## Assignment
Using the data that follows, return exactly the lines from the one that contains "point(188, 126)" through the one that contains "point(176, 182)", ends included.

## Source material
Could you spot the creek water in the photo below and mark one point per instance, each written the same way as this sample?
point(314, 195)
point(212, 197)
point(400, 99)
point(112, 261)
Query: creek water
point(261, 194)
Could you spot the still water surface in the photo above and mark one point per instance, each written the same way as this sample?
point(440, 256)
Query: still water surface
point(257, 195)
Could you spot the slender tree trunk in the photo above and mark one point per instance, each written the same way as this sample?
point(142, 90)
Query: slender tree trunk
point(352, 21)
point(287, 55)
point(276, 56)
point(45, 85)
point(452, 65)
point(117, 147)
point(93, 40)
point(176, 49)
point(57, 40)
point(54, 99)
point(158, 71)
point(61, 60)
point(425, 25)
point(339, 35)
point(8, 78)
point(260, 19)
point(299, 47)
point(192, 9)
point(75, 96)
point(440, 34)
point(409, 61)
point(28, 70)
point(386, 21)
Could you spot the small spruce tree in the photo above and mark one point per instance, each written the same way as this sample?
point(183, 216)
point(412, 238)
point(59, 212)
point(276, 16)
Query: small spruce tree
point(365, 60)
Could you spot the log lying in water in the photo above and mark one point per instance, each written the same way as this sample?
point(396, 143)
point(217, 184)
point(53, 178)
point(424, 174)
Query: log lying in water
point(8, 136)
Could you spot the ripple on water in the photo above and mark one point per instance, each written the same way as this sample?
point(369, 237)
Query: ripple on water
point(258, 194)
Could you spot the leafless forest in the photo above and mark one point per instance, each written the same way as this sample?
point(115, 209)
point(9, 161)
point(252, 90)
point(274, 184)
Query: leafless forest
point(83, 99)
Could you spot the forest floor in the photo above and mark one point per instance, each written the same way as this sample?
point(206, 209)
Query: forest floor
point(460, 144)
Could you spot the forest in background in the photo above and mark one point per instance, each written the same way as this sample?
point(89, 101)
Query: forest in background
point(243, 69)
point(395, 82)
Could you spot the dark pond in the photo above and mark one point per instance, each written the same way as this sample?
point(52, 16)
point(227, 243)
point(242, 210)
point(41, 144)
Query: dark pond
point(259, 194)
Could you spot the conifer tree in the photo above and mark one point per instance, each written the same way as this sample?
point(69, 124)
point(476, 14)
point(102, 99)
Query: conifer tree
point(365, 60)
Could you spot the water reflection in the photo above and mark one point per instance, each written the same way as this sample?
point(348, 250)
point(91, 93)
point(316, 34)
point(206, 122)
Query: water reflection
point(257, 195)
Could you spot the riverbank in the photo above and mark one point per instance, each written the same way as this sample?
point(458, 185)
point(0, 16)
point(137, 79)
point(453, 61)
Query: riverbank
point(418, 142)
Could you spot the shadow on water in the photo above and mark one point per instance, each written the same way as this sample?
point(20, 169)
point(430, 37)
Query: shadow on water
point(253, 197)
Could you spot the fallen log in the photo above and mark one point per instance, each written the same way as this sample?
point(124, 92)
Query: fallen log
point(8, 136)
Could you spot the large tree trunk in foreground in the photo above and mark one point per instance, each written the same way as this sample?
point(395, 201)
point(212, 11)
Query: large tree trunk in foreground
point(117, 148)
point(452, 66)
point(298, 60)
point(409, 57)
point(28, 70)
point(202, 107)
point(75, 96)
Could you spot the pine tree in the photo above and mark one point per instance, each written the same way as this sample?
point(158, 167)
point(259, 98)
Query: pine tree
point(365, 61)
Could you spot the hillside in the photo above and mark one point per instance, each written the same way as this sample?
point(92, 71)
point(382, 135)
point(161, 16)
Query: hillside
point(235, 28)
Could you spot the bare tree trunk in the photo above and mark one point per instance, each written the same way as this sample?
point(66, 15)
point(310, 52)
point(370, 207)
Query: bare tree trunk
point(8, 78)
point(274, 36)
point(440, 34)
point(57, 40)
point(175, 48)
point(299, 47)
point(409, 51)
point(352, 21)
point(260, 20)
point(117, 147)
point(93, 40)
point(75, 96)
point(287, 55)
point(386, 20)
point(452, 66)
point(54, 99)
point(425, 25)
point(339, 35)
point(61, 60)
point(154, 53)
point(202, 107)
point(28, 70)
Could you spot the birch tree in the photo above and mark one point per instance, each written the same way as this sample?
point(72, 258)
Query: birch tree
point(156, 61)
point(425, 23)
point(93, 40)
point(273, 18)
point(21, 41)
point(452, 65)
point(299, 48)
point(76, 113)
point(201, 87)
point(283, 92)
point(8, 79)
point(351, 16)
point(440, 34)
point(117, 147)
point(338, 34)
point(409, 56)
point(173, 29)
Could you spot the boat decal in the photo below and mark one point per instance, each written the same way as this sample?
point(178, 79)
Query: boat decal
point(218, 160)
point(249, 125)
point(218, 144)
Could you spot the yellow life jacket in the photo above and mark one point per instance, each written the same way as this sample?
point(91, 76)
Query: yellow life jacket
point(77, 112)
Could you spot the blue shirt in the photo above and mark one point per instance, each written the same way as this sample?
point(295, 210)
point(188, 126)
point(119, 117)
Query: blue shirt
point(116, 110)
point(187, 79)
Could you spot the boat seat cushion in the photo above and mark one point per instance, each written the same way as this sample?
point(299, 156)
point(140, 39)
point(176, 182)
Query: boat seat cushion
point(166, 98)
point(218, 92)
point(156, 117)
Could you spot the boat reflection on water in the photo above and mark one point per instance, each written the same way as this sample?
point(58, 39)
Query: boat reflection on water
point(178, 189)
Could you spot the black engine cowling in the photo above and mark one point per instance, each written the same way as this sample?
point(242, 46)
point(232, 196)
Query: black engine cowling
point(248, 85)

## Task answer
point(188, 126)
point(119, 117)
Query: blue shirt
point(116, 110)
point(187, 79)
Could you spot the boat seat cushion in the photo above and mark one point per instance, each written the same way as this sample?
point(299, 156)
point(140, 39)
point(176, 182)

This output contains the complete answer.